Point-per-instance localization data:
[Start of section]

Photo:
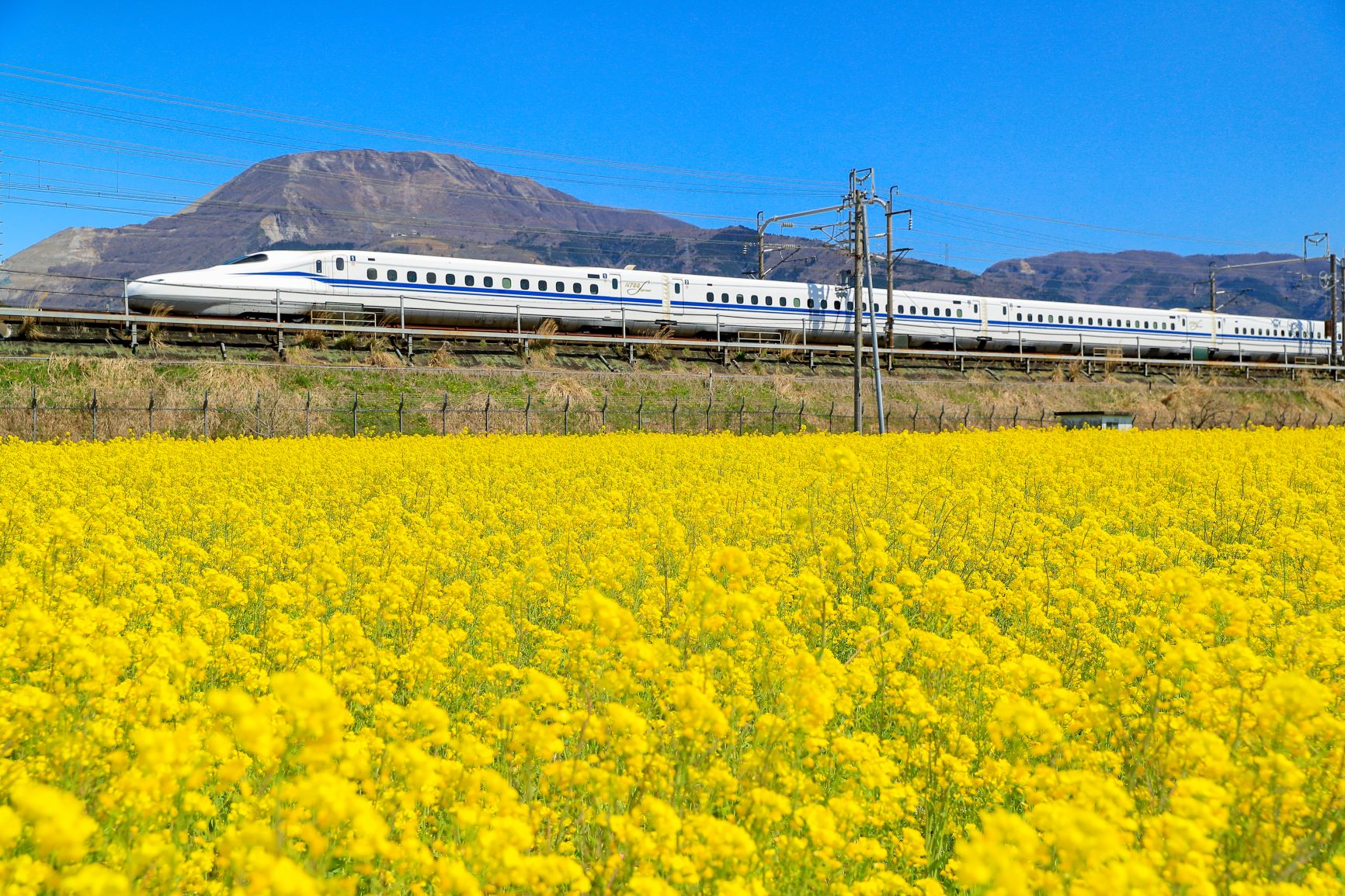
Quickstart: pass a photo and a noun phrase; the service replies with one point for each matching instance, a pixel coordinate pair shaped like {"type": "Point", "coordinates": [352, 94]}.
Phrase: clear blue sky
{"type": "Point", "coordinates": [1215, 120]}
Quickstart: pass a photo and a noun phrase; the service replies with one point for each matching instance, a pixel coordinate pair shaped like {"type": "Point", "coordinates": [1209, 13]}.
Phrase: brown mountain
{"type": "Point", "coordinates": [435, 203]}
{"type": "Point", "coordinates": [419, 202]}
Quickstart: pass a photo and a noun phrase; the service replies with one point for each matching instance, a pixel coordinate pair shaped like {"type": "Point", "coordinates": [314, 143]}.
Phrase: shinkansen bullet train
{"type": "Point", "coordinates": [426, 290]}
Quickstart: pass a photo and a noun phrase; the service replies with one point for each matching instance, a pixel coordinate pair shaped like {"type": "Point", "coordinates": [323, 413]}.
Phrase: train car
{"type": "Point", "coordinates": [429, 290]}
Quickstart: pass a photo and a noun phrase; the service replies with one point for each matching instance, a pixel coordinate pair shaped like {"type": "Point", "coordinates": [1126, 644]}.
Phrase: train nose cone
{"type": "Point", "coordinates": [143, 293]}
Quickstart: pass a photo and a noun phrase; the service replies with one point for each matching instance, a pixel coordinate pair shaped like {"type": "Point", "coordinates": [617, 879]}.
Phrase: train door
{"type": "Point", "coordinates": [330, 269]}
{"type": "Point", "coordinates": [666, 306]}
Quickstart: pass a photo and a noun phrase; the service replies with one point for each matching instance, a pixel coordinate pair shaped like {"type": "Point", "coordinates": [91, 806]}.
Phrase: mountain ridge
{"type": "Point", "coordinates": [440, 203]}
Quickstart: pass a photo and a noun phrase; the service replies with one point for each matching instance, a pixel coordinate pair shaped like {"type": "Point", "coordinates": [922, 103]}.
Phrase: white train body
{"type": "Point", "coordinates": [428, 290]}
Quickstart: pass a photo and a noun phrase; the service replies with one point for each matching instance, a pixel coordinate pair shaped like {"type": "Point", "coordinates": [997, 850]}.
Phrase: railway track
{"type": "Point", "coordinates": [134, 330]}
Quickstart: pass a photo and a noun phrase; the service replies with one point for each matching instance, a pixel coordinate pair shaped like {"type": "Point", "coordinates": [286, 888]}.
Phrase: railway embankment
{"type": "Point", "coordinates": [77, 394]}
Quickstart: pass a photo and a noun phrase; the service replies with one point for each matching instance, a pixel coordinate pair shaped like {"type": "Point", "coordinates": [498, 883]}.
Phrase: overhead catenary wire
{"type": "Point", "coordinates": [1029, 241]}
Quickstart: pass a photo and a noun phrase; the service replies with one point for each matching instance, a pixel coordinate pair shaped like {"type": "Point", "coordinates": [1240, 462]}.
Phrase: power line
{"type": "Point", "coordinates": [209, 106]}
{"type": "Point", "coordinates": [1079, 224]}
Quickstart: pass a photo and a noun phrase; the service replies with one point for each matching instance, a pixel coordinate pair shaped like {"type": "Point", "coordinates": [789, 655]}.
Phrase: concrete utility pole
{"type": "Point", "coordinates": [1336, 310]}
{"type": "Point", "coordinates": [858, 241]}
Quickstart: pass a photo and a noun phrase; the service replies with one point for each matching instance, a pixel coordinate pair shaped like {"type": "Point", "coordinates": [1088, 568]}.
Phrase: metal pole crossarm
{"type": "Point", "coordinates": [763, 222]}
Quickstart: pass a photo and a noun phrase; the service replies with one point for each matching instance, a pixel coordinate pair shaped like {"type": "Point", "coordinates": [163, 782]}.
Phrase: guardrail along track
{"type": "Point", "coordinates": [135, 330]}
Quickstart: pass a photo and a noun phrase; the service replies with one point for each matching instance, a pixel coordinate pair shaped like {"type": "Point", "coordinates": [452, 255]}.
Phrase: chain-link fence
{"type": "Point", "coordinates": [297, 415]}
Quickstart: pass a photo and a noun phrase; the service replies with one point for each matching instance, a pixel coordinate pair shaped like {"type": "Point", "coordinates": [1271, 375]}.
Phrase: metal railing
{"type": "Point", "coordinates": [36, 418]}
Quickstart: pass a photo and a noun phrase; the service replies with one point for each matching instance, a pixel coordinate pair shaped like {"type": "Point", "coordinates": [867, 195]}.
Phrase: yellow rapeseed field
{"type": "Point", "coordinates": [1009, 662]}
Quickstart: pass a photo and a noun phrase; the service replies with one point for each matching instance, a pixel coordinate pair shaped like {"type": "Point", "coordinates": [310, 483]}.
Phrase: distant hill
{"type": "Point", "coordinates": [417, 202]}
{"type": "Point", "coordinates": [1161, 279]}
{"type": "Point", "coordinates": [436, 203]}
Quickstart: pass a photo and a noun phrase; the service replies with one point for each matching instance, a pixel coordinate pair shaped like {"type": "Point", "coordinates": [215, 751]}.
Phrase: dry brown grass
{"type": "Point", "coordinates": [545, 352]}
{"type": "Point", "coordinates": [314, 339]}
{"type": "Point", "coordinates": [654, 352]}
{"type": "Point", "coordinates": [561, 387]}
{"type": "Point", "coordinates": [29, 328]}
{"type": "Point", "coordinates": [441, 357]}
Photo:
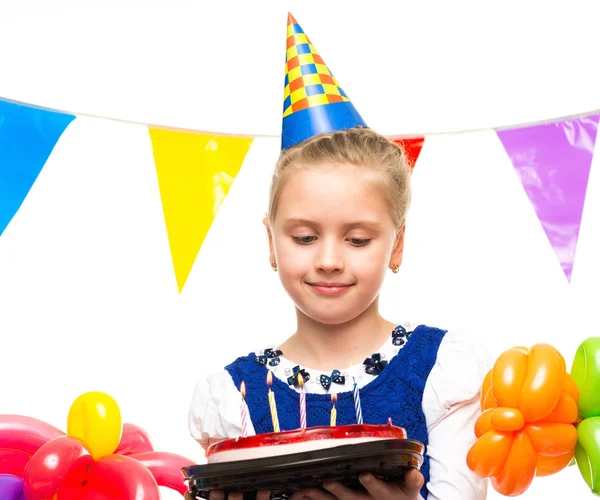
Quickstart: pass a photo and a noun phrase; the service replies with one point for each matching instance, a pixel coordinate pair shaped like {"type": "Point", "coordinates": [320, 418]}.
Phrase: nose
{"type": "Point", "coordinates": [329, 258]}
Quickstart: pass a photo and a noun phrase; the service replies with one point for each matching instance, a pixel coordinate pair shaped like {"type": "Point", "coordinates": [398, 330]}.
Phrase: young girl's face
{"type": "Point", "coordinates": [333, 240]}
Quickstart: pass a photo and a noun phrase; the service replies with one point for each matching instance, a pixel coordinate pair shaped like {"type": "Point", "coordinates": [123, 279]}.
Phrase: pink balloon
{"type": "Point", "coordinates": [166, 468]}
{"type": "Point", "coordinates": [58, 461]}
{"type": "Point", "coordinates": [134, 439]}
{"type": "Point", "coordinates": [111, 477]}
{"type": "Point", "coordinates": [25, 434]}
{"type": "Point", "coordinates": [13, 462]}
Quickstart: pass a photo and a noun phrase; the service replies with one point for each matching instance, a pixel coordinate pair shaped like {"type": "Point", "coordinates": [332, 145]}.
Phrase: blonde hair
{"type": "Point", "coordinates": [360, 147]}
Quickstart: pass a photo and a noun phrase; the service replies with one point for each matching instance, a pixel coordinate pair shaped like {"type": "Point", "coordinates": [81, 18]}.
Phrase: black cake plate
{"type": "Point", "coordinates": [388, 459]}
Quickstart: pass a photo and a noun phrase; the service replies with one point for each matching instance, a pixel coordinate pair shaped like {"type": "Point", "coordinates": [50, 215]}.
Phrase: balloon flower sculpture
{"type": "Point", "coordinates": [99, 458]}
{"type": "Point", "coordinates": [537, 419]}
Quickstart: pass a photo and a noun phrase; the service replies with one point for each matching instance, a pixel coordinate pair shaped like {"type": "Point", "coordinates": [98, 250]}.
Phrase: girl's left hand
{"type": "Point", "coordinates": [376, 490]}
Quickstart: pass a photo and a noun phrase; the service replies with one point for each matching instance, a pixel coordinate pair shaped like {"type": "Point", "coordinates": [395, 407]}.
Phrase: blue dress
{"type": "Point", "coordinates": [396, 393]}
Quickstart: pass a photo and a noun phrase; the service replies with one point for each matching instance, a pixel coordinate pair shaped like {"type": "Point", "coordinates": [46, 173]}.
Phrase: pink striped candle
{"type": "Point", "coordinates": [244, 410]}
{"type": "Point", "coordinates": [302, 402]}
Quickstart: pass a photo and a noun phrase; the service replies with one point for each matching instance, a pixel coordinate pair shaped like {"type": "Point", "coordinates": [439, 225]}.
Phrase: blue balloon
{"type": "Point", "coordinates": [11, 487]}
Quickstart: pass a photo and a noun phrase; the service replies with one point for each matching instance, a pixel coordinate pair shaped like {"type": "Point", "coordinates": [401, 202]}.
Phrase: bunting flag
{"type": "Point", "coordinates": [27, 137]}
{"type": "Point", "coordinates": [412, 149]}
{"type": "Point", "coordinates": [553, 162]}
{"type": "Point", "coordinates": [195, 173]}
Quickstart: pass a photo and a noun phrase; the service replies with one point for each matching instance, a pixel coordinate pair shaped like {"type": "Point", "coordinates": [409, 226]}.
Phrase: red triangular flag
{"type": "Point", "coordinates": [412, 147]}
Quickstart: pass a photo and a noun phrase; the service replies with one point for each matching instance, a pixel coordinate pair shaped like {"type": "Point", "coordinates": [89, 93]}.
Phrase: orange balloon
{"type": "Point", "coordinates": [551, 439]}
{"type": "Point", "coordinates": [529, 406]}
{"type": "Point", "coordinates": [507, 419]}
{"type": "Point", "coordinates": [551, 465]}
{"type": "Point", "coordinates": [565, 411]}
{"type": "Point", "coordinates": [508, 374]}
{"type": "Point", "coordinates": [484, 423]}
{"type": "Point", "coordinates": [519, 467]}
{"type": "Point", "coordinates": [487, 383]}
{"type": "Point", "coordinates": [543, 384]}
{"type": "Point", "coordinates": [488, 454]}
{"type": "Point", "coordinates": [570, 387]}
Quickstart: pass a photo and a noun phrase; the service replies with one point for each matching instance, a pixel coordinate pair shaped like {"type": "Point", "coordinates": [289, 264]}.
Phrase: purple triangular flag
{"type": "Point", "coordinates": [553, 162]}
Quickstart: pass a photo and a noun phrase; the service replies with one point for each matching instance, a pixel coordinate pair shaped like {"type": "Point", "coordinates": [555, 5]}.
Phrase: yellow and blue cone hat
{"type": "Point", "coordinates": [313, 102]}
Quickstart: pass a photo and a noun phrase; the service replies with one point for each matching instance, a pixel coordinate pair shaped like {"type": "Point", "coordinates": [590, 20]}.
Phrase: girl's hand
{"type": "Point", "coordinates": [219, 495]}
{"type": "Point", "coordinates": [376, 489]}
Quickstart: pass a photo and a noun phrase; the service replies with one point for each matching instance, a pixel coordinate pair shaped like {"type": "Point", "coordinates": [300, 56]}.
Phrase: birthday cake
{"type": "Point", "coordinates": [298, 441]}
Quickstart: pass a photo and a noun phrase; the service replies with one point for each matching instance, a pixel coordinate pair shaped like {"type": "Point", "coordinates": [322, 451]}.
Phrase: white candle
{"type": "Point", "coordinates": [272, 405]}
{"type": "Point", "coordinates": [333, 419]}
{"type": "Point", "coordinates": [302, 402]}
{"type": "Point", "coordinates": [244, 410]}
{"type": "Point", "coordinates": [357, 407]}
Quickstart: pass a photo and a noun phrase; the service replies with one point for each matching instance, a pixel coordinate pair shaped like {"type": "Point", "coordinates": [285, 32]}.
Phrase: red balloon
{"type": "Point", "coordinates": [134, 439]}
{"type": "Point", "coordinates": [58, 461]}
{"type": "Point", "coordinates": [13, 462]}
{"type": "Point", "coordinates": [25, 434]}
{"type": "Point", "coordinates": [114, 476]}
{"type": "Point", "coordinates": [166, 468]}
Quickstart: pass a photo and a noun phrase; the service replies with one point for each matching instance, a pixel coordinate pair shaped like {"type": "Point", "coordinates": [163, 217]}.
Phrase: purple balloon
{"type": "Point", "coordinates": [11, 487]}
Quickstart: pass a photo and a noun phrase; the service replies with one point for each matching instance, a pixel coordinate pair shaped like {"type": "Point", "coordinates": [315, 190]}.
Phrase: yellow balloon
{"type": "Point", "coordinates": [95, 420]}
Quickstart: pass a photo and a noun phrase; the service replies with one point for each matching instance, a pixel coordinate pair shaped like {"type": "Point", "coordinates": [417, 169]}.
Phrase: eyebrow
{"type": "Point", "coordinates": [359, 223]}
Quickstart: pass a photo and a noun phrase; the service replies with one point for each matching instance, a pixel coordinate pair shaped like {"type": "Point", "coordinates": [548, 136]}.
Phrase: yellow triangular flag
{"type": "Point", "coordinates": [195, 172]}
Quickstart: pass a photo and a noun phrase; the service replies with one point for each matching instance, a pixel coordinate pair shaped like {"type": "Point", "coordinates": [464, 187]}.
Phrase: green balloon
{"type": "Point", "coordinates": [587, 452]}
{"type": "Point", "coordinates": [586, 373]}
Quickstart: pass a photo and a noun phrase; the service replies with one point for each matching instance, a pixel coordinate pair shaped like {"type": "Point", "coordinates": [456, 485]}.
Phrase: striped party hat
{"type": "Point", "coordinates": [313, 102]}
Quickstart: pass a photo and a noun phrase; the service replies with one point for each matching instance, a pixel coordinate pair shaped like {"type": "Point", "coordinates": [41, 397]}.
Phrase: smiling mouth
{"type": "Point", "coordinates": [323, 288]}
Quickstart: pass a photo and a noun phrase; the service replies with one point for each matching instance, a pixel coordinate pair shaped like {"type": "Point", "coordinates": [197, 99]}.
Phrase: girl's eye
{"type": "Point", "coordinates": [304, 240]}
{"type": "Point", "coordinates": [359, 242]}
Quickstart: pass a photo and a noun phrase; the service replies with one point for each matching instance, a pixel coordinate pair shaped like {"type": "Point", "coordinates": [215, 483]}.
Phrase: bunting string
{"type": "Point", "coordinates": [196, 169]}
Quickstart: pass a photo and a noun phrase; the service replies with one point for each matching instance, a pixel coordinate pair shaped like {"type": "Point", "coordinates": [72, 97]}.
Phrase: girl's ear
{"type": "Point", "coordinates": [398, 251]}
{"type": "Point", "coordinates": [272, 258]}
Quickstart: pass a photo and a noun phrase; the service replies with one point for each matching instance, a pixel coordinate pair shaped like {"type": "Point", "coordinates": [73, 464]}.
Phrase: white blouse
{"type": "Point", "coordinates": [450, 404]}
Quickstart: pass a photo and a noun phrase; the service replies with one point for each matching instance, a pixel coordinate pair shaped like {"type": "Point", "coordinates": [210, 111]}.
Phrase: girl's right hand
{"type": "Point", "coordinates": [219, 495]}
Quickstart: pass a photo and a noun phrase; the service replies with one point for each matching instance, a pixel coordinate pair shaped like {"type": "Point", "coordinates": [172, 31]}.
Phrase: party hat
{"type": "Point", "coordinates": [313, 102]}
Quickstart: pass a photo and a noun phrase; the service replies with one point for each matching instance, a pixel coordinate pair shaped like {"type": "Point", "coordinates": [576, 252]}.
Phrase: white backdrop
{"type": "Point", "coordinates": [87, 289]}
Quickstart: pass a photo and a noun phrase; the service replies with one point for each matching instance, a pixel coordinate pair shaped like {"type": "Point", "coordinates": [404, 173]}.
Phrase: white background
{"type": "Point", "coordinates": [88, 298]}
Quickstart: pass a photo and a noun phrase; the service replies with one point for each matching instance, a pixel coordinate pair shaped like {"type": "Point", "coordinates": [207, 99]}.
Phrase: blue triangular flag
{"type": "Point", "coordinates": [27, 137]}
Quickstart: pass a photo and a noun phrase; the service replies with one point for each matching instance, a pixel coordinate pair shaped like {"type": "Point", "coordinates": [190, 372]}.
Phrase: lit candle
{"type": "Point", "coordinates": [272, 404]}
{"type": "Point", "coordinates": [333, 410]}
{"type": "Point", "coordinates": [357, 408]}
{"type": "Point", "coordinates": [244, 410]}
{"type": "Point", "coordinates": [302, 402]}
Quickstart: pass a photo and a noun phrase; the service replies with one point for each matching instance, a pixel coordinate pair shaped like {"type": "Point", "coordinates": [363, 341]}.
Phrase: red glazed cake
{"type": "Point", "coordinates": [298, 441]}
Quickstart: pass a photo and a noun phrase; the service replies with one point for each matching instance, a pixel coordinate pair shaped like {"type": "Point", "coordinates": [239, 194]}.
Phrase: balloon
{"type": "Point", "coordinates": [95, 419]}
{"type": "Point", "coordinates": [133, 440]}
{"type": "Point", "coordinates": [49, 467]}
{"type": "Point", "coordinates": [526, 427]}
{"type": "Point", "coordinates": [519, 468]}
{"type": "Point", "coordinates": [114, 476]}
{"type": "Point", "coordinates": [166, 468]}
{"type": "Point", "coordinates": [13, 462]}
{"type": "Point", "coordinates": [587, 452]}
{"type": "Point", "coordinates": [544, 382]}
{"type": "Point", "coordinates": [25, 434]}
{"type": "Point", "coordinates": [586, 373]}
{"type": "Point", "coordinates": [488, 454]}
{"type": "Point", "coordinates": [11, 487]}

[End of section]

▸ **INSTRUCTIONS FOR THE TASK**
With the line that contains "Phrase: red glazed cake" as your start, reproduce the data above exactly through its last line, and nothing before that start.

▸ **RESPONSE**
Phrase: red glazed cake
{"type": "Point", "coordinates": [298, 441]}
Quickstart: pass a photo and a noun phrase; the service replies with one point for each matching instance, a pixel coordinate pair shaped like {"type": "Point", "coordinates": [239, 194]}.
Phrase: balloon
{"type": "Point", "coordinates": [95, 419]}
{"type": "Point", "coordinates": [133, 440]}
{"type": "Point", "coordinates": [49, 467]}
{"type": "Point", "coordinates": [526, 427]}
{"type": "Point", "coordinates": [519, 468]}
{"type": "Point", "coordinates": [114, 476]}
{"type": "Point", "coordinates": [166, 468]}
{"type": "Point", "coordinates": [13, 462]}
{"type": "Point", "coordinates": [587, 452]}
{"type": "Point", "coordinates": [544, 382]}
{"type": "Point", "coordinates": [25, 434]}
{"type": "Point", "coordinates": [586, 373]}
{"type": "Point", "coordinates": [488, 454]}
{"type": "Point", "coordinates": [11, 487]}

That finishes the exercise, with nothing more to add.